- BRANO SCELTO:
Clandestino. Come il mistrà

Nel 1962 una normativa prescriveva che il vino cotto dovesse essere prodotto separatamente dal vino comune. Quindi, dovendo scegliere, le aziende vinicole locali abbandonarono questa produzione. Ma un prodotto di così lunga tradizione continuò a vivere clandestinamente nelle campagne, così come avveniva da secoli. Un po’ la stessa sorte che ha investito il mistrà, distillato marchigiano di vinacce aromatizzato all’anice. La situazione è durata fino all’agosto del 2015 quando fu abrogata questa norma e alcuni produttori hanno ripreso a produrlo e addirittura a esportarlo, tanto che oggi è elencato a pieno titolo tra le produzioni tipiche della Regione Marche.

Lavorazione del vino cotto nelle Marche.
Lavorazione del vino cotto nelle Marche, cantina Castrum Morisci.

I produttori del vino cotto

Attualmente sono almeno venti le aziende che lo fanno. Chi ne ha fatto una bandiera è la cantina Il Lorese. Cristian Ercoli e Simone Forti utilizzano il metodo originale, cuocendo il mosto in grandi calderoni di rame adagiato su fuoco vivo di legna senza alcuna camera d’aria. Per non far disperdere le particelle di rame, fin quando il mosto non bolle viene messa una verga di ferro che per elettrolisi attira le micro particelle di rame.
Non esistendo un vero e proprio disciplinare di produzione, ogni cantina ha il proprio metodo produttivo. Il Lorese ne lancia sul mercato circa 6mila bottiglie all’anno. Ogni botte ha un sapore, ogni produttore un timbro. La cantina ne produce sette diverse etichette: “Il Lorese”, invecchiato 5-8 anni, metodo Soleras, cioè un blend di diverse annate, fino ad arrivare al “Decimo” e al “Varco 41” (vino cotto di una singola botte). Poi c’è il “Cerrone 70”, una riserva speciale (ne vengono vendute soltanto 20 bottiglie all’anno). Dentro c’è il vino cotto dell’annata 1970, con aggiunta di rimbocco del 2004 e imbottigliato nell’anno in corso.

(Record del dataset di annotazioni a punti)

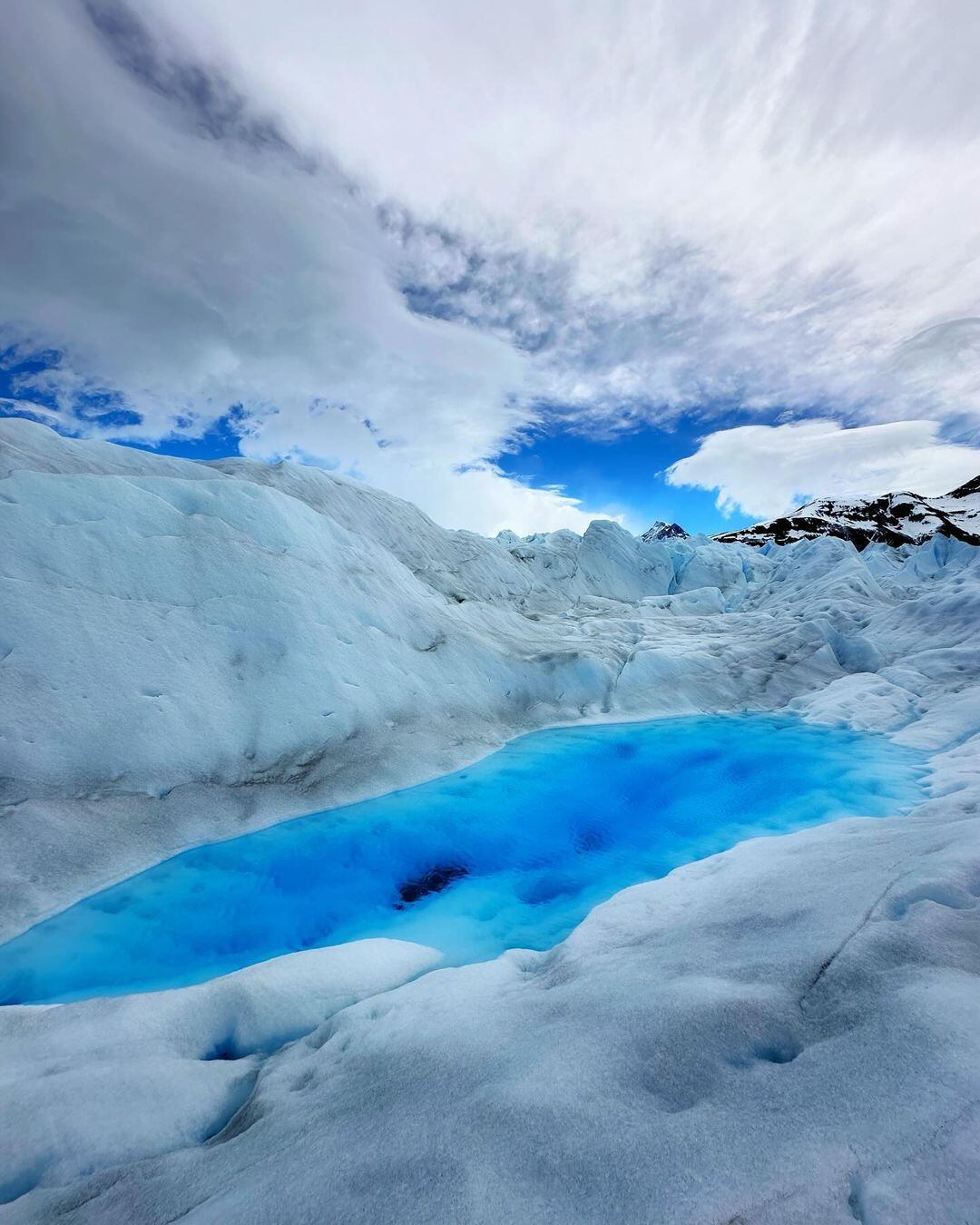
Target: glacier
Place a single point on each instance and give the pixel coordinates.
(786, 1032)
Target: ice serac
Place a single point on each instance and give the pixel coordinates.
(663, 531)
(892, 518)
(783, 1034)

---

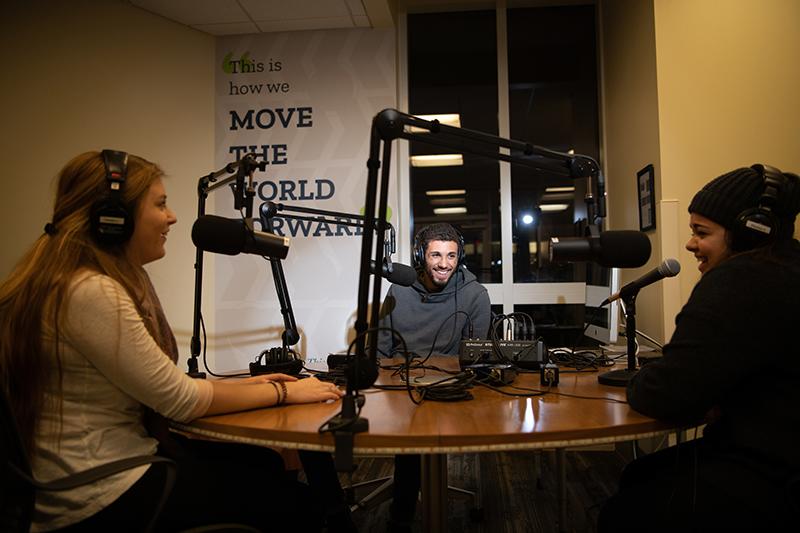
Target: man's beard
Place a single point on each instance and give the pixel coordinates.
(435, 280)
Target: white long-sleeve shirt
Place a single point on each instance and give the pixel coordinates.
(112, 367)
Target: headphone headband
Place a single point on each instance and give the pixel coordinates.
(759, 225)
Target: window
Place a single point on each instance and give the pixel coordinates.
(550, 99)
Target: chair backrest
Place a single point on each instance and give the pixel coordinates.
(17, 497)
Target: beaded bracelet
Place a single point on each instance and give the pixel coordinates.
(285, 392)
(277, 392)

==

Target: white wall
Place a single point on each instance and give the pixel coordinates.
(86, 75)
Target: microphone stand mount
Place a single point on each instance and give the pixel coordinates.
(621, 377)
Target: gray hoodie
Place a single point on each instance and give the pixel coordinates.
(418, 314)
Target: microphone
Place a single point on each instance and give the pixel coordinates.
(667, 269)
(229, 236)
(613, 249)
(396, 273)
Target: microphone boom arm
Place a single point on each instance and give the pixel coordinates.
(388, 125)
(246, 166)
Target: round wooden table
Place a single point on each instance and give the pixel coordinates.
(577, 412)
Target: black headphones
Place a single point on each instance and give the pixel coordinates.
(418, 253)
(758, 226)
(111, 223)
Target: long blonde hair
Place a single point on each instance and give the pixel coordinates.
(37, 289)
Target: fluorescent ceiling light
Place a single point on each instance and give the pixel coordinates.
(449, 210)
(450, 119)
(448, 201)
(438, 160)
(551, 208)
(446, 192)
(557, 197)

- CONSEGNE:
A. Rispondi a queste domande sul testo sul vino cotto:
(i) In che anno una normativa prescrisse che il vino cotto fosse prodotto separatamente dal vino comune?
(ii) Quante bottiglie all'anno ne lancia sul mercato la cantina Il Lorese?
(iii) Di quale annata è il vino cotto contenuto nel "Cerrone 70"?
B. Continua il testo sul vino cotto dopo la sua ultima frase.

- SOLUZIONI:
A.
(i) Nel 1962.
(ii) Circa 6mila.
(iii) Dell'annata 1970.

B.
Altro produttore è la cantina Castrum Morisci di Luca Renzi e David Pettinari a Moresco (FM). Sotto l’etichetta “Focagno”, oltre ad alimentare il mercato locale, il vino cotto raggiunge anche gli Usa, l’Australia, la Svizzera e l’Europa dell’Est. L’azienda lo lavora con uve miste: passerina, sangiovese e malvasia. Secondo la tradizione, infatti, viene fatto con uve bianche e rosse mescolate, per un prezzo che va dai 10 ai 20 euro per bottiglia da mezzo litro. La cottura avviene in calderoni di acciaio.

Il gusto del vino cotto e come abbinarlo

Ma come si riconosce un buon vino cotto? Il colore va dal marrone ambrato al marrone vivo e si definisce color “occhio di gallo”. All’olfatto prevalgono i sentori di frutta caramellata; marmellata di prugne; mela cotogna e uva passa spesso con note di affumicato. Il sapore è dolce, caldo, avvolgente, con sentori di frutta matura. Gli abbinamenti più consoni sono con il dessert. Pasticceria secca, crostate rustiche, ma anche formaggi erborinati e gorgonzola. Il piatto locale con cui si abbina meglio sono le caldarroste. Senza il vi’ cotto le castagne nemmeno si mettono sul fuoco. Un vino da meditazione, da gustare davanti allo scoppiettìo della legna nel camino.